July 26, 2010

Feeding the spirit

After my last post, I needed a bit of time to collect myself.

God says he will never heap on so much that we can't take it. I'd like to have a heart to heart with him some time on that. When one's mind in in complete chaos and dreaming of being whisked away to parts unknown, I think we're at the breaking point of how much one can handle.

I realize it's different for everyone, and I'll be the first to admit my tolerence threshold seems to waver up and down depending on the day. Some days it just seems the weight of the world is on my shoulders, and yet when I read the news and see someone else's troubles (which are far worse than my own) I am then humbled and thank God that my troubles are indeed not as dire as others. That being said, it doesn't make it any easier, just a bit more self depricating on how I could be so selfish.

After my temporary meltdown last post, I sent a message to a college friend of mine from 20 years ago who recently found the Lord and just simply said "Pray for me. Having a rough spot." I did't say anymore or give any details, and within minutes he texted me back saying he'd pray for me. He also told me to read Psalms 13....which I did...and while I wouldn't say it was a wakeup call, it was just enough to stop anymore of a downward spiral.

He then sent me a care package in the mail that week. It was a box full of candy and treats for me, and he even threw in a toy for my dog. I was so touched. Here is a man, with a history and issues of his own, took the time to send me a 'care package'...and even included my dog in it. That touched me to the core. That has to be one of the nicest things someone has done for me.....dare I say even more attentive than my step-daughter and spouse? Actually...yes.

Of course I thanked him profusely, and I am still very touched by this simple act.

The rest of my week went better, or at least neutral. I haven't been able to relax 100%, and I have been very tired. I commented to my wife and she suggested I have my thyroid checked...just in case. I don't think it's a physical thing. To me, I feel it is a mental thing. I'm drained....emotionally spent, teetering on depression, frustrated and more. It just sucks the energy out of me. It's as if I forgot how to relax, let it all go, and enjoy the quiet moments. All that sounds good to me is a nice hot, long shower.....followed my a massage (that I'll never get)...and then go to bed.

I did get some reprieve this last week. I did watch a few shows on television that made me laugh, and I even surprised my wife by going bowling with her and her freinds. I even surprised myself with the amount of fun I had that evening. And my wife's friends treated me very well.

The rest of the week just seemed to go through it's paces and I spent some time praying here and there.

* RECORD EXCERPTS:
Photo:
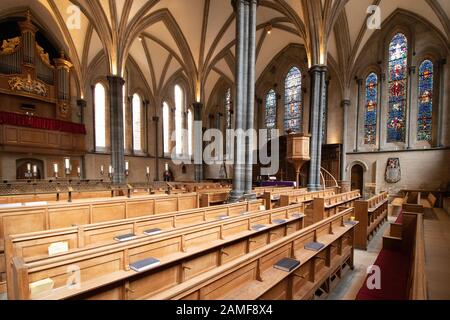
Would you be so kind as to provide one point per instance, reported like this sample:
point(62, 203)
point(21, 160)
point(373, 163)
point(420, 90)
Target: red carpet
point(394, 266)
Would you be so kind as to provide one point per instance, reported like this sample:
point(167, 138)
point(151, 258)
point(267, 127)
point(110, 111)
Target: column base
point(236, 196)
point(314, 187)
point(250, 196)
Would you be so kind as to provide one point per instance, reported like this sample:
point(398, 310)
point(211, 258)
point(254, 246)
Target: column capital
point(82, 103)
point(234, 3)
point(115, 80)
point(345, 103)
point(318, 68)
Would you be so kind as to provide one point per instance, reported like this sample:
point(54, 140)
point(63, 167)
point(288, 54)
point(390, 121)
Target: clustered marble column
point(345, 105)
point(318, 75)
point(116, 128)
point(198, 142)
point(245, 97)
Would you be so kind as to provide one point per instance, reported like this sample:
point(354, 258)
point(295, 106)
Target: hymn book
point(314, 246)
point(144, 265)
point(287, 264)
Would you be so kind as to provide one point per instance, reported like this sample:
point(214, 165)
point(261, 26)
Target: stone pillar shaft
point(250, 96)
point(117, 128)
point(239, 145)
point(318, 99)
point(198, 142)
point(345, 106)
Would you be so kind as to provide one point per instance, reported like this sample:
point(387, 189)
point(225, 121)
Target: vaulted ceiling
point(196, 37)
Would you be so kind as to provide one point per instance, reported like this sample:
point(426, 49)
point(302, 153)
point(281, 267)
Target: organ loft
point(224, 150)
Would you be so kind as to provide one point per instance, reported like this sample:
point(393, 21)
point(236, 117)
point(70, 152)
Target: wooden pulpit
point(297, 152)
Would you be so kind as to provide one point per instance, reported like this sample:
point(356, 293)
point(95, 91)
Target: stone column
point(380, 111)
point(358, 111)
point(156, 123)
point(318, 75)
point(411, 71)
point(241, 61)
point(345, 105)
point(116, 128)
point(82, 104)
point(322, 106)
point(198, 141)
point(441, 69)
point(250, 99)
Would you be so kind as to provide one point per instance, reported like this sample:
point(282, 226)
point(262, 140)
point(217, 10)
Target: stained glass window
point(424, 116)
point(100, 115)
point(166, 128)
point(137, 123)
point(398, 75)
point(370, 117)
point(271, 111)
point(293, 101)
point(228, 107)
point(179, 108)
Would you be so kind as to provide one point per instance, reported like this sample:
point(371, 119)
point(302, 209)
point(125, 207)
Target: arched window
point(190, 132)
point(100, 115)
point(124, 108)
point(179, 108)
point(425, 109)
point(228, 108)
point(271, 111)
point(137, 123)
point(293, 101)
point(398, 76)
point(370, 118)
point(166, 128)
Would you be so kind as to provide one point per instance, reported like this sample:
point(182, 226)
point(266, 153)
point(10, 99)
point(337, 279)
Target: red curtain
point(21, 120)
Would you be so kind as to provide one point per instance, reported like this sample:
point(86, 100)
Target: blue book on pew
point(125, 237)
point(287, 264)
point(279, 221)
point(314, 246)
point(258, 227)
point(152, 232)
point(144, 265)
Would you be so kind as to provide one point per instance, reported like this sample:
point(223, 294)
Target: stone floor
point(437, 254)
point(349, 286)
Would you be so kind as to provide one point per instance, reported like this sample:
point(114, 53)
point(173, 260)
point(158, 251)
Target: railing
point(327, 179)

* DIRECTIONS:
1. Return the portion of the blog post starting at "I did get some" and ending at "here and there.".
2. For each statement, answer yes or no according to the blog post and quote the words that decide it: (a) The college friend replied within minutes that he would pray for the writer. (b) The care package included a toy for the writer's dog. (c) The writer believes the tiredness is a physical problem.

* RESPONSES TO THE TASKS:
1.
I did get some reprieve this last week. I did watch a few shows on television that made me laugh, and I even surprised my wife by going bowling with her and her freinds. I even surprised myself with the amount of fun I had that evening. And my wife's friends treated me very well.

The rest of the week just seemed to go through it's paces and I spent some time praying here and there.

2.
(a) Yes: "within minutes he texted me back saying he'd pray for me."
(b) Yes: "he even threw in a toy for my dog."
(c) No: "I don't think it's a physical thing."